*The problem*.
Transcribe all of the data exactly. Images stay out.

*Source records*.
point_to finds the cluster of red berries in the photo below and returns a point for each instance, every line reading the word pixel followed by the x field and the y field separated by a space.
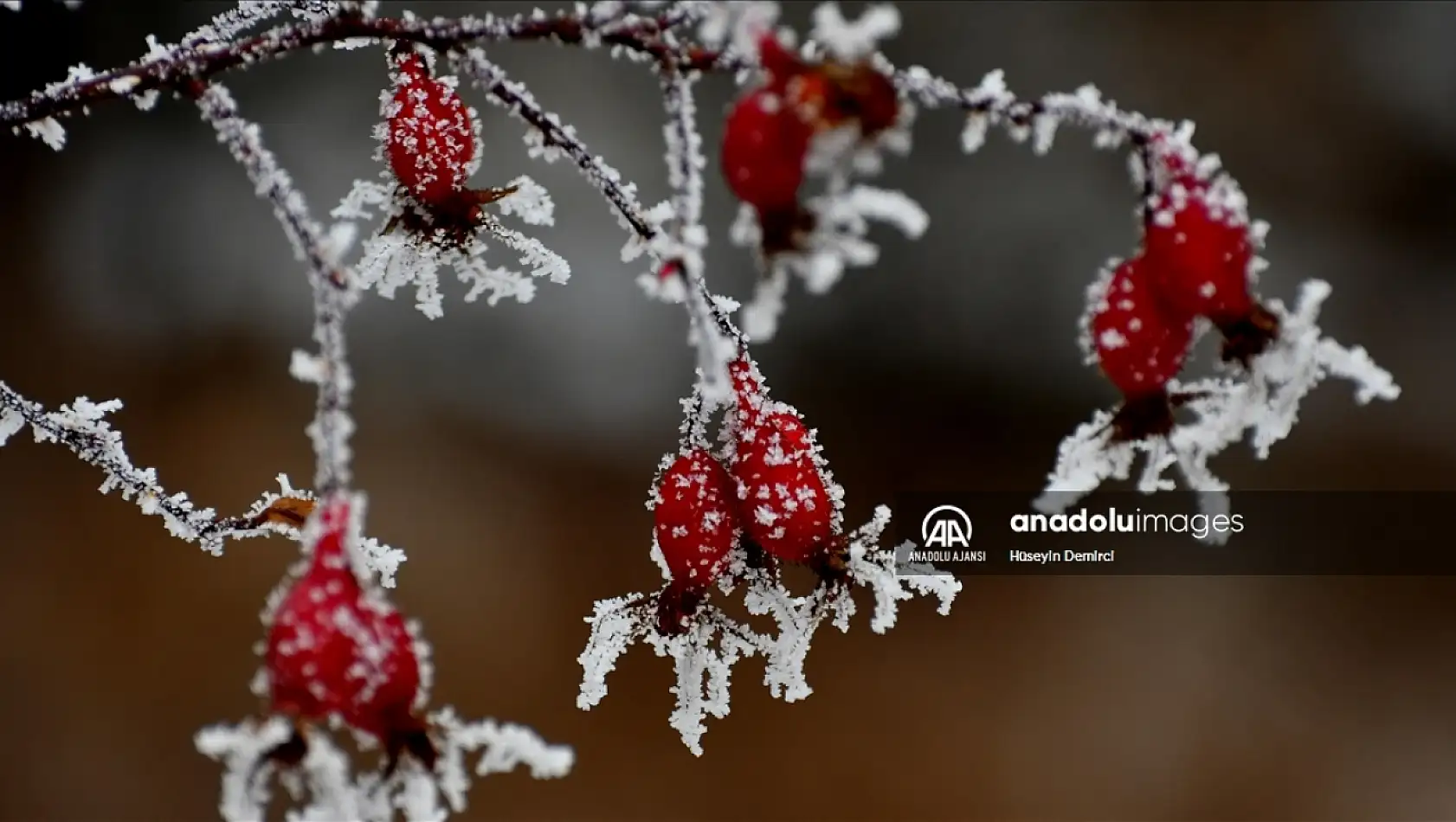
pixel 1195 264
pixel 769 493
pixel 338 649
pixel 431 143
pixel 769 130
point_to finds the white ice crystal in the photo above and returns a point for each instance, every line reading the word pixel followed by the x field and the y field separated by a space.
pixel 711 644
pixel 851 41
pixel 335 792
pixel 392 260
pixel 836 243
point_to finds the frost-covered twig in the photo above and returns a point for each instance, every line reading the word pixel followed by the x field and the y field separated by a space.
pixel 555 136
pixel 993 104
pixel 1260 405
pixel 164 68
pixel 81 428
pixel 714 333
pixel 332 294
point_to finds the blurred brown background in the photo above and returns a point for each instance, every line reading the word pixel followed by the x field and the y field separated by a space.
pixel 508 450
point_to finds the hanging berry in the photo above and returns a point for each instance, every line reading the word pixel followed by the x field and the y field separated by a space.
pixel 832 93
pixel 783 493
pixel 764 145
pixel 1140 344
pixel 1199 255
pixel 431 136
pixel 338 649
pixel 1140 347
pixel 696 525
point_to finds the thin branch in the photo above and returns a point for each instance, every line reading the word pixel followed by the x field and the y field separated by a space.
pixel 200 60
pixel 332 296
pixel 521 104
pixel 82 429
pixel 995 104
pixel 685 172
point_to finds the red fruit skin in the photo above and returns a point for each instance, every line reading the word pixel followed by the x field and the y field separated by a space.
pixel 1197 258
pixel 783 498
pixel 337 649
pixel 431 140
pixel 1140 345
pixel 763 151
pixel 695 520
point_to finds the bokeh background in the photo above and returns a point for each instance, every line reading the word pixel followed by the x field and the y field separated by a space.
pixel 510 450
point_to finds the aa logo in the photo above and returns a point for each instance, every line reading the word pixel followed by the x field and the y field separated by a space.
pixel 945 527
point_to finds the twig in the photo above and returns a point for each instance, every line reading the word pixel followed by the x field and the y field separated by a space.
pixel 82 429
pixel 332 296
pixel 177 67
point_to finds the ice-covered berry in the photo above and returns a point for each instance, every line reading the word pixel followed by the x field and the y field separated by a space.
pixel 1199 254
pixel 430 138
pixel 695 518
pixel 1140 344
pixel 763 151
pixel 783 499
pixel 339 649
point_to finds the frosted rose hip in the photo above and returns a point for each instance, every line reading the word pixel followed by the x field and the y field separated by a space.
pixel 431 138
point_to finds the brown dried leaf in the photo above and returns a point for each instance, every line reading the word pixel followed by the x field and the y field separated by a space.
pixel 292 511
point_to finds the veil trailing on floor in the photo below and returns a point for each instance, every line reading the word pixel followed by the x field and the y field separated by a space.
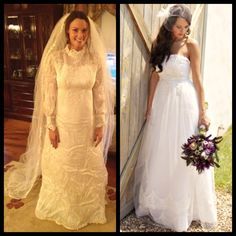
pixel 23 176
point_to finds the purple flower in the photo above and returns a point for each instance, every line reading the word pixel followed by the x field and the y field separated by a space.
pixel 208 151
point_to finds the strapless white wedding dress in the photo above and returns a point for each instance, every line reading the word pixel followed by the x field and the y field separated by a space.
pixel 171 193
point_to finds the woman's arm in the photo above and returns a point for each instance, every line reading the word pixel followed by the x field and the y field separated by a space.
pixel 194 54
pixel 152 87
pixel 99 105
pixel 49 102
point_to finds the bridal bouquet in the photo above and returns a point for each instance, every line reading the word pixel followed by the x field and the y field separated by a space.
pixel 201 151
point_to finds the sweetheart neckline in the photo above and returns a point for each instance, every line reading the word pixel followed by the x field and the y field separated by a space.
pixel 180 56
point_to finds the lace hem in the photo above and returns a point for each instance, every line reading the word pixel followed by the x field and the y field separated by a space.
pixel 98 220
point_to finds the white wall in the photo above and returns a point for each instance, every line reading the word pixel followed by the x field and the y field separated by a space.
pixel 217 71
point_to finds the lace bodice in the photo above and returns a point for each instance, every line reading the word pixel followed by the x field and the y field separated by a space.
pixel 177 67
pixel 73 88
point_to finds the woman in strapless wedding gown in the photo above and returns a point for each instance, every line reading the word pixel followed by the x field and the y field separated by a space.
pixel 167 190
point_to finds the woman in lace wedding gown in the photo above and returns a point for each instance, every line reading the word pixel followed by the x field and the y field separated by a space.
pixel 74 176
pixel 171 193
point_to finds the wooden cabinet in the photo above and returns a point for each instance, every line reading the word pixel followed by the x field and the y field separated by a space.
pixel 27 28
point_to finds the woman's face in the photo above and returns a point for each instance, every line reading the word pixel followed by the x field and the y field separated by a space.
pixel 180 28
pixel 78 33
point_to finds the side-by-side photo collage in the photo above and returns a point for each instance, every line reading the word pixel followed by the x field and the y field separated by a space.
pixel 117 117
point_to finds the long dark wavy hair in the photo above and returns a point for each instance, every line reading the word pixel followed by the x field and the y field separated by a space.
pixel 162 44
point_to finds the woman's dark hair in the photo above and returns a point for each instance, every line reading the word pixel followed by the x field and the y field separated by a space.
pixel 74 15
pixel 162 44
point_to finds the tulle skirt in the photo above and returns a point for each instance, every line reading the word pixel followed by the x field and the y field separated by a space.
pixel 167 190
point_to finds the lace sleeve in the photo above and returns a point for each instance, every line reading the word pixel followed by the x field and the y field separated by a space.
pixel 50 94
pixel 99 98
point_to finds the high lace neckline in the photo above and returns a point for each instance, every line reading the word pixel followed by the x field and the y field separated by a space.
pixel 74 53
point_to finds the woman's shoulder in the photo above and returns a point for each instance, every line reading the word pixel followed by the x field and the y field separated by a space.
pixel 191 42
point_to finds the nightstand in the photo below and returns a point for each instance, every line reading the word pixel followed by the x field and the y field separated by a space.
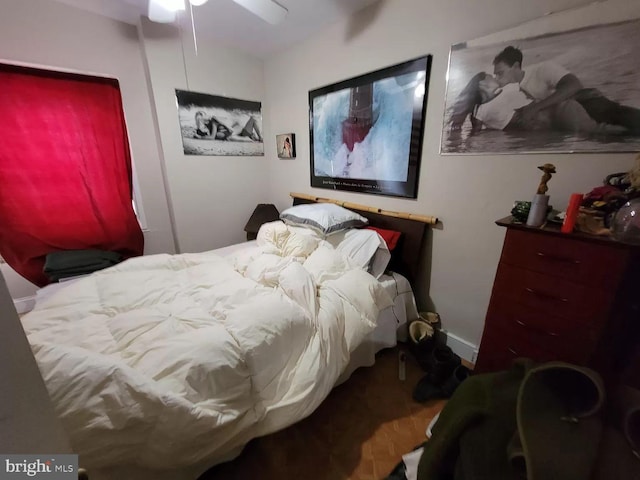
pixel 263 213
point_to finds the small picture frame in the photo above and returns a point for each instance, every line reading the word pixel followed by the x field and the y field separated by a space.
pixel 286 145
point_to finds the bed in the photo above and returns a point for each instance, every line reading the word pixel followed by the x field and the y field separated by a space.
pixel 163 366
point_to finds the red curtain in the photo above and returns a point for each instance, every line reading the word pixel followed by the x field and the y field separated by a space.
pixel 65 168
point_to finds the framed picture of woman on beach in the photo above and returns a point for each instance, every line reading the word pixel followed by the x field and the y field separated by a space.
pixel 567 85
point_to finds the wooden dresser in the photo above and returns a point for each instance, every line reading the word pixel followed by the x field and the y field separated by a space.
pixel 564 297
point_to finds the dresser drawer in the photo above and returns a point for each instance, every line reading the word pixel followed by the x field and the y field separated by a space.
pixel 523 328
pixel 545 296
pixel 500 347
pixel 579 261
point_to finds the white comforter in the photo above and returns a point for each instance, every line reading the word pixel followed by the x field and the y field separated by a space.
pixel 164 361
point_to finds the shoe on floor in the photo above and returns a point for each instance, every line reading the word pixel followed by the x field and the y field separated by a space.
pixel 425 390
pixel 441 364
pixel 421 341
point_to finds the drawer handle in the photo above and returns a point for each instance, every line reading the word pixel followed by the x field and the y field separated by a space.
pixel 545 295
pixel 558 258
pixel 522 324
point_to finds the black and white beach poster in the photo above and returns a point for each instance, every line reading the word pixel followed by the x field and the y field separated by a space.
pixel 564 84
pixel 215 125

*Response box*.
point_to finds the cluster of red berries in the photo below and returns a point for each instance, every line reading the word pixel followed by the x field and the y field separated by a space.
pixel 1195 264
pixel 769 493
pixel 338 649
pixel 431 143
pixel 769 130
point_to finds the white ice crystal in the photo above and returns a point for each instance, every line reading the word pixel followed by the x field and the y field separated by a space.
pixel 711 644
pixel 851 41
pixel 335 792
pixel 392 260
pixel 836 243
point_to finds the frost-covered twig in the photo above and returns a point for each instance, every line reading the word pixel followed by the x field and the y field separated by a space.
pixel 555 136
pixel 993 104
pixel 1260 405
pixel 164 68
pixel 81 428
pixel 714 333
pixel 332 294
point_to finds the blurred brown background in the photo above and returns a point for each instance, every line reading the word pixel followed by the x field and the y field separated by a space.
pixel 508 450
point_to finds the hanging berry in the photo above and returns a point for each instance, every line reading the word pixel followed by the x field and the y field separated by a space.
pixel 832 93
pixel 783 493
pixel 764 145
pixel 1140 344
pixel 1199 255
pixel 431 136
pixel 338 649
pixel 1140 347
pixel 696 525
point_to finds the thin branch in the photo above and returns a point for each instance, every line reading the word pixel followed by the x field and the y field separated by a space.
pixel 200 60
pixel 332 296
pixel 521 104
pixel 82 429
pixel 995 104
pixel 685 172
point_to finds the red fruit skin in the photo above and returns a point for each instance, every line reading the word pixel followed by the x field and the y field separated by a space.
pixel 1197 258
pixel 783 498
pixel 337 649
pixel 431 140
pixel 1140 345
pixel 763 151
pixel 695 520
point_to finds the bokeh background in the photo above and returns a point for each instance, every line reading the word pixel followed by the x field and the y field separated by a space.
pixel 510 450
point_to finds the aa logo in the photo above and returns a point for each instance, every line reading the word pixel followed by the x field and the y field separated by a space.
pixel 945 527
point_to finds the twig in the photo above and returns a point for each instance, every line reading the word pixel followed by the x field and the y field separated by a space.
pixel 82 429
pixel 332 296
pixel 177 67
point_to finds the ice-covered berry in the photo above and returns a point for each instance, every line reading the word pixel followed by the x field and the y field separated by a space.
pixel 1199 254
pixel 430 138
pixel 695 518
pixel 1140 344
pixel 763 151
pixel 783 499
pixel 339 649
point_to finds the frosted rose hip in the photo above and returns a point for each instance, every line reading the word pixel followed by the x field and the y field separated by a space.
pixel 431 138
point_to finds the brown dried leaf in the photo above and returns a point for each instance, every line reading the word pixel followed by the x field and the y field separated by a space.
pixel 292 511
point_to finds the veil trailing on floor in the photo below and returns a point for each instance, every line reading the word pixel followed by the x field and the y field separated by a space.
pixel 23 176
point_to finds the purple flower in the photo above and returns a point for each instance, every line reading the word pixel followed by the x field and the y field separated by a space.
pixel 208 151
point_to finds the strapless white wedding dress in the photo above and returns a point for each instance, every line reading the word pixel followed by the x field and the y field separated by a space.
pixel 171 193
point_to finds the woman's arm in the photo above and returns a point for each instance, every line reading the word pixel followed by the x field and the y field separated by a space.
pixel 194 54
pixel 152 87
pixel 99 105
pixel 49 102
point_to finds the bridal bouquet in the photo above and returns a point for each instance, every line reading the word pixel followed by the x field and the y field separated by a space.
pixel 201 151
point_to finds the sweetheart neckline in the photo above and returns a point for each instance, every line reading the word pixel followed by the x field and the y field separated by a space.
pixel 180 56
point_to finds the lace hem in the photo above and returns a point for each instance, every line reading the word pixel followed by the x field and the y field separated by a space.
pixel 98 220
point_to finds the white wall in the photo above and returns a point for each instance, every line reading the word pixel followed by the x field and the y field separated by a space.
pixel 217 71
point_to finds the lace bodice in the photo above and returns a point for each instance, every line reading the word pixel followed by the x field and the y field separated by a space.
pixel 177 67
pixel 73 88
point_to finds the woman in strapless wedding gown in the photo above and returns a point for each instance, every line reading the word pixel followed by the x field and the y field separated by a space.
pixel 167 190
point_to finds the woman in lace wedding gown in the photo above and returns a point for each instance, every line reading the word pixel followed by the x field and the y field separated by a space.
pixel 74 176
pixel 171 193
point_to finds the wooden cabinet in the photo above and returns a point for each instance, every line reading the word pixel followed by the x field and the y field separated by a space.
pixel 27 28
point_to finds the woman's face in the photo above and returns a point for each instance, every line reading the word pixel followed by the x field and the y field separated by a space.
pixel 180 28
pixel 78 33
point_to finds the side-by-side photo collage in the photo above and returns a point for each instance, every line reading the word pixel followed by the x field and the y field separated by a space.
pixel 117 117
point_to finds the long dark wavy hair in the photo above and returns a point for each instance, every line reading the word pixel followed by the x field and the y field separated by a space.
pixel 162 44
point_to finds the woman's dark hair in the photo above and returns a point for each instance, every line reading the word pixel followed by the x field and the y field separated by a space.
pixel 74 15
pixel 162 44
point_to finds the tulle skirt in the photo above and returns a point for each instance, every line reading the word pixel followed by the x field and the y field separated by a space.
pixel 167 190
point_to finds the lace sleeve in the photo above and returns a point for each instance, every line reading the word pixel followed by the x field and the y field separated by a space.
pixel 50 94
pixel 99 98
point_to finds the high lace neckline in the photo above and returns a point for each instance, every line reading the word pixel followed by the x field and the y field separated by a space.
pixel 74 53
point_to finds the woman's shoulder in the photo above and returns a point for each instance, every line reading the word pixel followed by the x field and the y field separated by a space.
pixel 191 42
point_to finds the nightstand in the photo below and returns a point for each instance, every line reading the word pixel followed by the x field and the y field separated by a space.
pixel 263 213
point_to finds the small picture frame in the photo above and returns a point for each instance, every line reading the word pixel followed by the x field and the y field separated by a space.
pixel 286 145
point_to finds the bed in the photo above and returns a point for each instance, every line reading the word pixel followed by the x field and the y field separated by a space.
pixel 163 366
point_to finds the red curtain in the photo above and returns a point for each instance, every line reading the word pixel followed by the x field and the y field separated by a space.
pixel 65 168
point_to finds the framed picture of woman on beach in the photo above and returns a point for each instance, every line reading the word pixel followed by the x field and the y field separated by a space.
pixel 567 85
point_to finds the wooden dresser in the photo above and returns a point for each instance, every line reading the word pixel followed by the x field and the y field separated by a space.
pixel 564 297
point_to finds the dresser drawer in the photo above and returns a point for each instance, every line reading the word pixel followed by the x field and the y field separated by a space.
pixel 523 328
pixel 545 296
pixel 500 347
pixel 579 261
point_to finds the white comforter in the photo above and returns a point for each instance, every line reading the word pixel followed by the x field and the y field separated by a space.
pixel 164 361
point_to finds the shoe on floor in the photo above and returns a point for each instance, every line reading the word pixel followed by the x field and the y field separated by a space.
pixel 425 390
pixel 441 364
pixel 421 341
point_to finds the drawer handle in the photo above and returns a point for each instance, every line reading the word pixel followed by the x field and the y field separated by a space.
pixel 545 295
pixel 558 258
pixel 522 324
point_to finds the black and white beach poster in the photo above and returns a point for each instance, every line reading the word pixel followed by the x field and the y field separated by a space.
pixel 564 84
pixel 215 125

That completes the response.